** begin EXTRACTED RECORDS **
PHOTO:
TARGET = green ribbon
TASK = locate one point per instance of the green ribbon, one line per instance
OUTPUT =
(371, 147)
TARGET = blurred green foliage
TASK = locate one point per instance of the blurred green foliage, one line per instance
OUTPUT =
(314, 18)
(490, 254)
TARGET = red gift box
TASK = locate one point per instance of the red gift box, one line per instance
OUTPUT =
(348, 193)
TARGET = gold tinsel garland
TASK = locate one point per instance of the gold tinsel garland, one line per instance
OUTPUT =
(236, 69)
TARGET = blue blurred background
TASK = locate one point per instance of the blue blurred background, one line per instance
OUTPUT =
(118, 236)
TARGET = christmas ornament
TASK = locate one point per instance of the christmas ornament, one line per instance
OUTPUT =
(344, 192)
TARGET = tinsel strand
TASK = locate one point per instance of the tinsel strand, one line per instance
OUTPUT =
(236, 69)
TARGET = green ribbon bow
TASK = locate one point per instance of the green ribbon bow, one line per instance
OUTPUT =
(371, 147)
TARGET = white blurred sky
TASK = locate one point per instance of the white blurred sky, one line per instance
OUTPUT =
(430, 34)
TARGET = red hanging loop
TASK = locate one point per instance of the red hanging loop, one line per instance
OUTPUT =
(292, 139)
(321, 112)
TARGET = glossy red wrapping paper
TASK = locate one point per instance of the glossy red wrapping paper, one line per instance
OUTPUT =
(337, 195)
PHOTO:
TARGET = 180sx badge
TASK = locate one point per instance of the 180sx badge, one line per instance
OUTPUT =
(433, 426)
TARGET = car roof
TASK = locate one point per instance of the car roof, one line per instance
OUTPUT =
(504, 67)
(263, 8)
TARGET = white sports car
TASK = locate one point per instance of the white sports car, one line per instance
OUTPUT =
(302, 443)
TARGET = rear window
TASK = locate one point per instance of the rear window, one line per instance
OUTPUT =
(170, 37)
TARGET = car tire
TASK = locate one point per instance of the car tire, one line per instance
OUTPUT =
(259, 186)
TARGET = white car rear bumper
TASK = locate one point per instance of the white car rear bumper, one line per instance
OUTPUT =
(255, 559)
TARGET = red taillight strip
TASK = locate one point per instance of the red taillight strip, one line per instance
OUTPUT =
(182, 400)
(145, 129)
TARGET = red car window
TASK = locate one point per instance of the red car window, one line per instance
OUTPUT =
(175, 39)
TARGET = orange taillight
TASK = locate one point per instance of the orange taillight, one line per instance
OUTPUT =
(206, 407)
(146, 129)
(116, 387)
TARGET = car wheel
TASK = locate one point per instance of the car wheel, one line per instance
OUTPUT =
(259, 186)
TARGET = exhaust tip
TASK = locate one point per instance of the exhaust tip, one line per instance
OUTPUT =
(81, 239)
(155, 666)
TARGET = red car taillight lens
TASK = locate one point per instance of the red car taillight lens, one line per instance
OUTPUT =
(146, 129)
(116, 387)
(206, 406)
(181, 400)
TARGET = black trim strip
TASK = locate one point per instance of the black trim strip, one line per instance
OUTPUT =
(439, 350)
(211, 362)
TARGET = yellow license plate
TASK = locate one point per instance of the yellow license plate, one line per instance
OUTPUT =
** end EXTRACTED RECORDS **
### YOUR GOAL:
Could you transcribe every line of the material above, word for word?

### FULL OUTPUT:
PHOTO:
TARGET = green ribbon
TASK = locate one point per instance of the green ribbon, one line per instance
OUTPUT =
(371, 147)
TARGET = blurred green foliage
TASK = locate one point per instance of the blurred green foliage, one line per instance
OUTPUT =
(314, 18)
(490, 254)
TARGET = red gift box
TASK = locate one point per instance of the red gift box, one line per instance
OUTPUT =
(348, 193)
TARGET = gold tinsel garland
TASK = locate one point per instance of the gold tinsel garland, one line per instance
OUTPUT =
(236, 69)
TARGET = blue blurred background
TASK = locate one point per instance of the blue blurred background, one line per instance
OUTPUT =
(118, 236)
TARGET = christmas ornament
TASK = locate one point per instance of the christmas ornament, one line per instance
OUTPUT =
(344, 192)
TARGET = tinsel strand
TASK = locate one point per instance of the tinsel strand, one line per instance
OUTPUT =
(236, 69)
TARGET = green ribbon bow
TASK = locate one point per instance of the green ribbon bow, one line per instance
OUTPUT =
(371, 147)
TARGET = white blurred sky
TASK = locate one point per instance of the white blurred sky, one line per instance
OUTPUT =
(430, 34)
TARGET = red hanging loop
TASK = locate one point per instance of the red hanging loop, one line per instance
OUTPUT =
(292, 139)
(321, 112)
TARGET = glossy red wrapping paper
TASK = locate one point per instance of the glossy red wrapping paper, one line per instance
OUTPUT =
(337, 195)
PHOTO:
TARGET = 180sx badge
TASK = locate one point per instance of the 180sx badge, one line per instance
OUTPUT =
(433, 426)
TARGET = car roof
TASK = locate one point per instance of the car roof, one line per instance
OUTPUT =
(504, 67)
(263, 8)
TARGET = white sports car
TASK = locate one point per instance of the white sports car, one line per instance
OUTPUT =
(302, 443)
TARGET = rear window
TASK = locate one point per instance of the rear window, one line per instance
OUTPUT =
(170, 37)
TARGET = car tire
TASK = locate one point per instance of the car tire, one line per instance
OUTPUT =
(259, 186)
TARGET = white car rear bumper
TASK = locate one point per instance of the white car rear bumper, one line per instance
OUTPUT =
(255, 559)
TARGET = red taillight strip
TASK = locate one point per instance of the red taillight strip, one line per instance
OUTPUT =
(182, 400)
(145, 129)
TARGET = red car window
TASK = locate one point per instance of the red car window, one line per instance
OUTPUT =
(175, 39)
TARGET = orange taillight
TASK = locate one point per instance of the orange taillight, one line per instance
OUTPUT =
(206, 407)
(146, 129)
(116, 387)
TARGET = car wheel
TASK = locate one point per instance of the car wheel, one line per instance
OUTPUT =
(259, 186)
TARGET = exhaust tip
TASK = locate one point per instance of the exhaust tip, one line per instance
OUTPUT =
(81, 239)
(155, 666)
TARGET = red car taillight lens
TASK = locate one point per instance of the red car taillight lens, one line per instance
OUTPUT =
(146, 129)
(116, 387)
(206, 406)
(181, 400)
TARGET = black trim strip
TASK = locate one point per instance of the black trim strip, one line per instance
OUTPUT =
(439, 350)
(211, 362)
TARGET = yellow license plate
TASK = locate one point per instance of the yellow license plate, one line per instance
OUTPUT =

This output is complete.